> Required task
Repeat the entries below word for word, leaving out the pictures.

[Image box annotation entries]
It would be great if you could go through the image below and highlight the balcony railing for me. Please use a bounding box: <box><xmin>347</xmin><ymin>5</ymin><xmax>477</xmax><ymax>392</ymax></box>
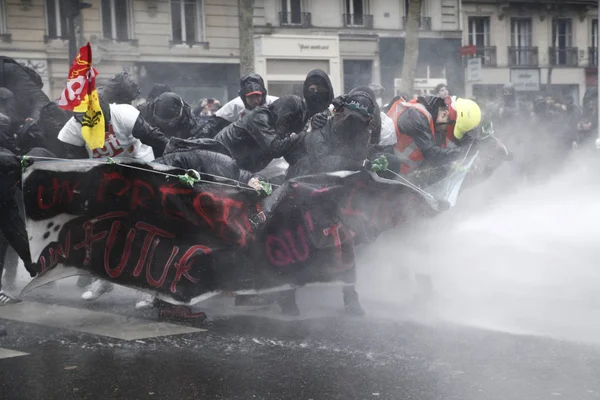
<box><xmin>474</xmin><ymin>46</ymin><xmax>496</xmax><ymax>67</ymax></box>
<box><xmin>279</xmin><ymin>12</ymin><xmax>311</xmax><ymax>28</ymax></box>
<box><xmin>508</xmin><ymin>47</ymin><xmax>538</xmax><ymax>67</ymax></box>
<box><xmin>588</xmin><ymin>47</ymin><xmax>598</xmax><ymax>67</ymax></box>
<box><xmin>548</xmin><ymin>47</ymin><xmax>578</xmax><ymax>67</ymax></box>
<box><xmin>402</xmin><ymin>17</ymin><xmax>431</xmax><ymax>31</ymax></box>
<box><xmin>343</xmin><ymin>14</ymin><xmax>373</xmax><ymax>29</ymax></box>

> Answer to the exercise
It would be great if you could go through the image below and highlight the balcony railing for me. Please use a bounding box: <box><xmin>347</xmin><ymin>5</ymin><xmax>477</xmax><ymax>392</ymax></box>
<box><xmin>474</xmin><ymin>46</ymin><xmax>496</xmax><ymax>67</ymax></box>
<box><xmin>279</xmin><ymin>12</ymin><xmax>311</xmax><ymax>28</ymax></box>
<box><xmin>508</xmin><ymin>47</ymin><xmax>538</xmax><ymax>67</ymax></box>
<box><xmin>588</xmin><ymin>47</ymin><xmax>598</xmax><ymax>67</ymax></box>
<box><xmin>548</xmin><ymin>47</ymin><xmax>578</xmax><ymax>67</ymax></box>
<box><xmin>402</xmin><ymin>17</ymin><xmax>431</xmax><ymax>31</ymax></box>
<box><xmin>343</xmin><ymin>14</ymin><xmax>373</xmax><ymax>29</ymax></box>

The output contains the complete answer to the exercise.